#### [DIRECTIVE]
Present the rows below as a numbered list with blank lines dropped, and leave the pictures out.

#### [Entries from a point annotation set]
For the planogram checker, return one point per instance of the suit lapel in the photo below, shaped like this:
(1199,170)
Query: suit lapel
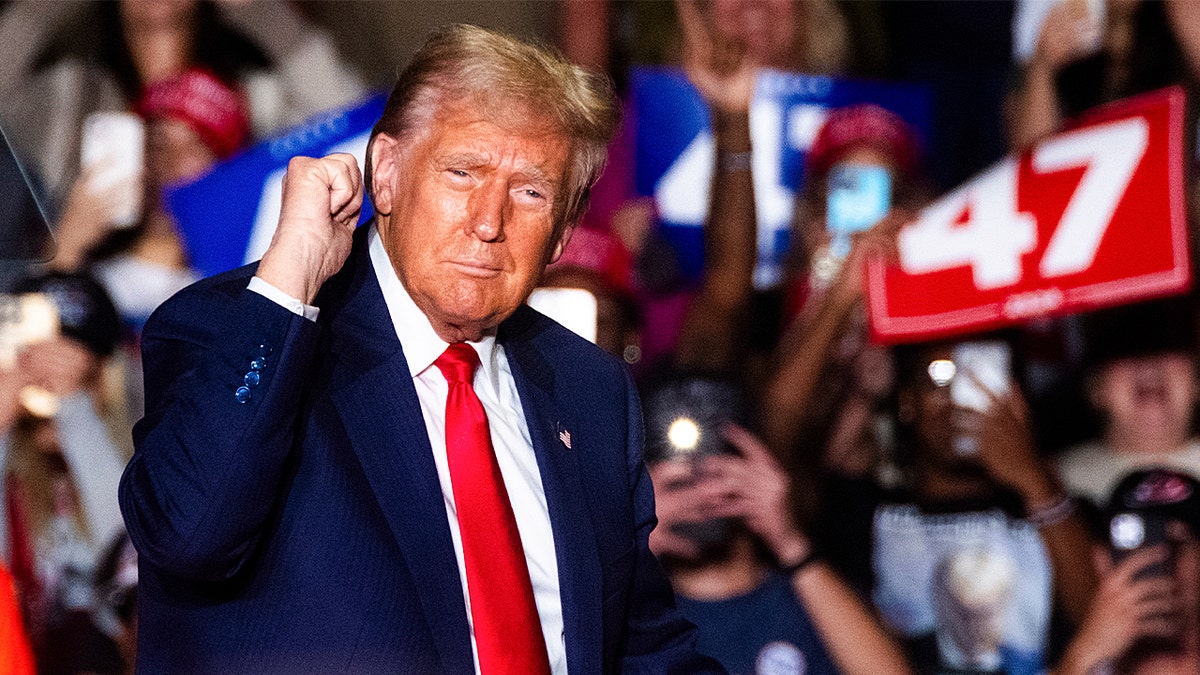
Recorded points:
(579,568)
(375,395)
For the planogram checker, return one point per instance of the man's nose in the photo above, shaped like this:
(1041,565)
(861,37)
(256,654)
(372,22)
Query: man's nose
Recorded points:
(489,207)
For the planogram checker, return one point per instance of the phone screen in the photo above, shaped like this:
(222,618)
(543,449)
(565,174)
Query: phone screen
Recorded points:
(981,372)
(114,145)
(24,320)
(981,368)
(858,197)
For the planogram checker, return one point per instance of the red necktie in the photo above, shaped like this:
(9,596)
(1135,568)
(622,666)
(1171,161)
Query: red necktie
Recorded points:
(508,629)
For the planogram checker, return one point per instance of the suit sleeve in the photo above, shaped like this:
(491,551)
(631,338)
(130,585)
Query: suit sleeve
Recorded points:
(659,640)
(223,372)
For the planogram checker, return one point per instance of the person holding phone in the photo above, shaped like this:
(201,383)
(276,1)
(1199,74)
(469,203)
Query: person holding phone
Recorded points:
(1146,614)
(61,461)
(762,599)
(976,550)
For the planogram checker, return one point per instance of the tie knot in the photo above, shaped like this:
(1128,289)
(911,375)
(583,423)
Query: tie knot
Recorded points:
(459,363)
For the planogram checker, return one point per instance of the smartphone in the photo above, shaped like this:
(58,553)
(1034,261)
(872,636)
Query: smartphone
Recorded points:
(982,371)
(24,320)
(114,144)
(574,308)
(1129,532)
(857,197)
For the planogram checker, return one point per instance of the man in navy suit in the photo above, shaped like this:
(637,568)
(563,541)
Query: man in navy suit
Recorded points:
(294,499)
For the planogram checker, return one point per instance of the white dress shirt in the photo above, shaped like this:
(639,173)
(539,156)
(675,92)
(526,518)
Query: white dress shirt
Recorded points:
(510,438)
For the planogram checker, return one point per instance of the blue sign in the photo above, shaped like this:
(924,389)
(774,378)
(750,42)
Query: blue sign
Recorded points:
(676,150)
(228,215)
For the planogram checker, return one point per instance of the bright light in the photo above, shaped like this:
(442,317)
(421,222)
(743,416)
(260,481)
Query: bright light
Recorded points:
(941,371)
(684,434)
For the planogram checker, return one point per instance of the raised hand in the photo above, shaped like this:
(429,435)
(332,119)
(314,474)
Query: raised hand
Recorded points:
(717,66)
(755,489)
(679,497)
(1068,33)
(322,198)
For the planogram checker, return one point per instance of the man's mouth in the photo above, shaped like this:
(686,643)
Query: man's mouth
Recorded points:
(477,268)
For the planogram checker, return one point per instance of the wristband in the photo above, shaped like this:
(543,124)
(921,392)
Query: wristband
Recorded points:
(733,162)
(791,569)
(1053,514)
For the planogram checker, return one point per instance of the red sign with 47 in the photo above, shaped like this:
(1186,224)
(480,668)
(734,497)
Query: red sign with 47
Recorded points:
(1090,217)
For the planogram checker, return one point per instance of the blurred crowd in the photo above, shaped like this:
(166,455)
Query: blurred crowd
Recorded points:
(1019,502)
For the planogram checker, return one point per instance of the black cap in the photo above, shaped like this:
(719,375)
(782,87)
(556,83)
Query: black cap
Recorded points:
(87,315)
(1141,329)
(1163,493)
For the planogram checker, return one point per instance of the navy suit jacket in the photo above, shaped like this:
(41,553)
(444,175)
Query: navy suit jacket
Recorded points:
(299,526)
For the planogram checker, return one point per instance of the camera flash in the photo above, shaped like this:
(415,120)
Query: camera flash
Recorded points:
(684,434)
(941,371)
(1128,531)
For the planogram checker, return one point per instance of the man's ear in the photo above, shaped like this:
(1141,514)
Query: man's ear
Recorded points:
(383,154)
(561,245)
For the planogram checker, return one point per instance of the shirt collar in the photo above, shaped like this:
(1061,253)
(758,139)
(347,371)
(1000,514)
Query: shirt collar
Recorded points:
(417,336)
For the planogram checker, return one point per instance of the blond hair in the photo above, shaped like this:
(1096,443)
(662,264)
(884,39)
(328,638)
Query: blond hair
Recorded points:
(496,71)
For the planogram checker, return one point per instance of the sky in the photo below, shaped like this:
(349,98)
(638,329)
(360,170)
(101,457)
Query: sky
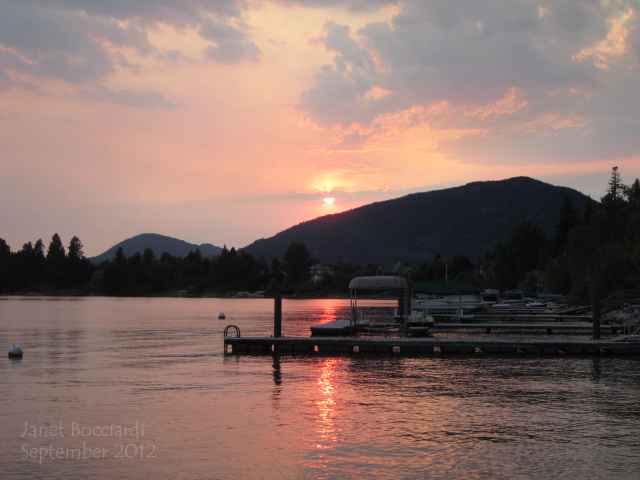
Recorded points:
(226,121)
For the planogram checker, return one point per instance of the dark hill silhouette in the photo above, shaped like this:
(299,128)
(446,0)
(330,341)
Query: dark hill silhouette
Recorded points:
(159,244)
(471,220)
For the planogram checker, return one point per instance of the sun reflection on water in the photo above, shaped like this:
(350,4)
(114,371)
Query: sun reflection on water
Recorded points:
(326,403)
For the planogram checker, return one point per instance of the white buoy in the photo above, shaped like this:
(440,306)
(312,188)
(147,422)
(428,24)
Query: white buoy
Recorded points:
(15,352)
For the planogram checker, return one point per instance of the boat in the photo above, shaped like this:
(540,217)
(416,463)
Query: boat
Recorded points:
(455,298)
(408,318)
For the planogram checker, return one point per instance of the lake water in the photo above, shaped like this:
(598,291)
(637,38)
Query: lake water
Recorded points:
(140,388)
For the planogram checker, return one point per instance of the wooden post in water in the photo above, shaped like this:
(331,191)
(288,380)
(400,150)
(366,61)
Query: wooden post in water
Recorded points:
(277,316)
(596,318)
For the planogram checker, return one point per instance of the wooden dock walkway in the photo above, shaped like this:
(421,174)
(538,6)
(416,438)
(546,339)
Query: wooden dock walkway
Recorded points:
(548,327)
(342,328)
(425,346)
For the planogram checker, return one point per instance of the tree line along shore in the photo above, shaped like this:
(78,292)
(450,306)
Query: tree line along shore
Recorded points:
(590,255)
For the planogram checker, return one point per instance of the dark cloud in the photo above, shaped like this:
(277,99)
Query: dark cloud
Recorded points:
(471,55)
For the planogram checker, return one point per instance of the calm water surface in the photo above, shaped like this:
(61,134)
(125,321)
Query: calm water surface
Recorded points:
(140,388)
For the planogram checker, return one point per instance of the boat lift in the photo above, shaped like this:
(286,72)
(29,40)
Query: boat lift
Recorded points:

#### [ANSWER IN FULL]
1. For the planogram checker, return one point per instance of the suit lapel in the photo below, shaped like this:
2. (1199,170)
3. Query: suit lapel
4. Recorded points:
5. (579,568)
6. (375,395)
7. For the planogram checker, return one point per instance of the man's nose in the photo above, shaped like this:
8. (1041,565)
9. (861,37)
10. (256,654)
11. (372,22)
12. Query: man's nose
13. Recorded points:
14. (489,207)
15. For the planogram checker, return one point per instance of the phone screen in the photo above, shaped like this:
16. (222,618)
17. (543,449)
18. (565,174)
19. Query: phone screen
20. Recorded points:
21. (981,372)
22. (114,145)
23. (24,320)
24. (981,368)
25. (858,197)
26. For the planogram checker, return one point per instance of the red necktie in the photo above, shaped like this:
27. (9,596)
28. (1135,568)
29. (622,666)
30. (1171,161)
31. Query: red necktie
32. Recorded points:
33. (508,629)
34. For the planogram checker, return one point per instance of the suit sleeve in the photo above, shaped like this:
35. (491,551)
36. (631,338)
37. (130,585)
38. Query: suit sleeve
39. Recorded points:
40. (659,640)
41. (223,372)
42. For the planogram checker, return one point per instance of the person holding phone in the photo above, shaped like this:
43. (201,383)
44. (276,1)
45. (1199,74)
46. (469,203)
47. Query: person holding phone
48. Recorded points:
49. (1146,614)
50. (61,461)
51. (762,599)
52. (976,550)
53. For the planogram checker, return one point per instance of the tie knot in the photo above, shaped like this:
54. (1128,289)
55. (911,375)
56. (583,423)
57. Query: tie knot
58. Recorded points:
59. (459,363)
60. For the planogram checker, return one point per instance of the smartphone in the photo above, shaped like this:
61. (58,553)
62. (1034,261)
63. (872,636)
64. Query: smartphone
65. Recorded points:
66. (982,371)
67. (24,320)
68. (114,144)
69. (574,308)
70. (1129,532)
71. (857,197)
72. For the planogram checker, return one point per instance of the man in navy suit in the photo above, shaped like this:
73. (637,568)
74. (563,541)
75. Query: man in navy suit
76. Recorded points:
77. (294,499)
78. For the planogram checker, return one point per instance of the white dress shirt in the photo above, shaped like this:
79. (639,173)
80. (539,156)
81. (675,92)
82. (526,518)
83. Query: white dress shirt
84. Recorded points:
85. (510,438)
86. For the planogram checker, return one point per instance of the blue sign in the photo above, shaped like this:
87. (924,389)
88. (774,378)
89. (750,42)
90. Query: blue sign
91. Recorded points:
92. (676,150)
93. (228,215)
94. For the planogram checker, return one point per instance of the bright light in the photo above, shaped like this:
95. (442,317)
96. (421,222)
97. (743,416)
98. (260,481)
99. Query: bright light
100. Recorded points:
101. (941,371)
102. (684,434)
103. For the planogram checker, return one point per instance of the raised hand in the photo above, shaped like this:
104. (429,435)
105. (332,119)
106. (314,474)
107. Query: raised hand
108. Recorded points:
109. (717,66)
110. (755,489)
111. (679,497)
112. (1068,33)
113. (322,198)
114. For the planogram checker, return one point per instance of the man's mouth in the photo above, shaped like this:
115. (686,643)
116. Query: man's mouth
117. Recorded points:
118. (477,268)
119. For the planogram checker, return one point per instance of the wristband in the photo above, shaped like this:
120. (543,124)
121. (921,392)
122. Query: wristband
123. Recorded points:
124. (733,162)
125. (791,569)
126. (1053,514)
127. For the planogram checker, return one point per instance of the red sign with 47 in the photo above, shaped like this:
128. (1186,224)
129. (480,668)
130. (734,497)
131. Query: red sign with 47
132. Recorded points:
133. (1090,217)
134. For the planogram checker, return one point per instance of the blurred crowd in the photo above, shaped like this:
135. (166,455)
136. Query: blurred crowd
137. Recorded points:
138. (1019,502)
139. For the planogram checker, return one point per instance of the black cap in the photo above, shaped like this:
140. (719,375)
141. (782,87)
142. (556,83)
143. Query: black cap
144. Recorded points:
145. (87,315)
146. (1141,329)
147. (1163,493)
148. For the planogram checker, return one point per instance of the navy suit jacket in the photo above, shaped like this:
149. (41,553)
150. (444,175)
151. Query: navy suit jacket
152. Recorded points:
153. (299,526)
154. For the planogram checker, return one point per instance of the camera flash in the photo above, shaped like this:
155. (415,120)
156. Query: camera flash
157. Recorded points:
158. (684,434)
159. (941,371)
160. (1128,531)
161. For the planogram checker, return one point per instance of the man's ear in the photo above, shaped like this:
162. (1141,514)
163. Query: man's ear
164. Recorded points:
165. (383,154)
166. (561,245)
167. For the planogram checker, return one point per instance of the shirt collar in the photo above, shaped like this:
168. (1061,253)
169. (758,139)
170. (347,371)
171. (1000,514)
172. Query: shirt collar
173. Recorded points:
174. (417,336)
175. For the planogram checker, return one point per instance of the blond hair in the photo above, shaped like this:
176. (1096,443)
177. (662,264)
178. (884,39)
179. (328,638)
180. Query: blond hair
181. Recorded points:
182. (496,71)
183. For the planogram checker, return one point per instance of the sky in the photo below, shaped like this:
184. (349,98)
185. (638,329)
186. (360,170)
187. (101,457)
188. Query: sky
189. Recorded points:
190. (226,121)
191. For the planogram checker, return one point per instance of the dark hill silhouette in the photo above, shaped like this:
192. (299,128)
193. (446,0)
194. (330,341)
195. Query: dark hill silhouette
196. Recorded points:
197. (159,244)
198. (471,220)
199. For the planogram checker, return one point per instance of the sun reflection on water in the photo above, shaped like this:
200. (350,4)
201. (114,371)
202. Query: sun reflection on water
203. Recorded points:
204. (326,403)
205. For the planogram checker, return one point per instance of the white buoy in the photo above, shaped like this:
206. (440,306)
207. (312,188)
208. (147,422)
209. (428,24)
210. Query: white buoy
211. Recorded points:
212. (15,352)
213. For the planogram checker, return one point per instance of the boat in the photo above, shaped like this:
214. (540,217)
215. (416,463)
216. Query: boat
217. Recorded points:
218. (455,298)
219. (408,318)
220. For the planogram checker, return one point per instance of the lake water in the photo above, shaped like this:
221. (598,291)
222. (637,38)
223. Query: lake water
224. Recorded points:
225. (140,388)
226. For the planogram checker, return one point per instance of the wooden post in water in the photo above, shaped like this:
227. (331,191)
228. (288,380)
229. (400,150)
230. (366,61)
231. Query: wooden post in water
232. Recorded points:
233. (277,316)
234. (596,318)
235. For the planogram checker, return one point per instance of the wooden dock walkway in the photo above, shaped like this:
236. (421,174)
237. (538,6)
238. (416,438)
239. (546,339)
240. Query: wooden dock walkway
241. Recorded points:
242. (548,327)
243. (342,328)
244. (425,346)
245. For the planogram checker, return one point per instance of the tree line along shore in the photo above, shaped like this:
246. (78,292)
247. (450,306)
248. Query: tree line along shore
249. Recorded points:
250. (590,255)
251. For the planogram checker, return one point per instance of the dark cloud in the photo above, shaped like this:
252. (277,99)
253. Query: dark cloud
254. Recorded points:
255. (471,55)
256. For the planogram checker, return one point per instance of the calm water surface in the photo above, shaped like this:
257. (61,134)
258. (125,321)
259. Query: calm water surface
260. Recorded points:
261. (140,388)
262. For the planogram checker, return one point per instance of the boat lift in the photo above, shaped like this:
263. (286,72)
264. (29,40)
265. Query: boat lift
266. Recorded points:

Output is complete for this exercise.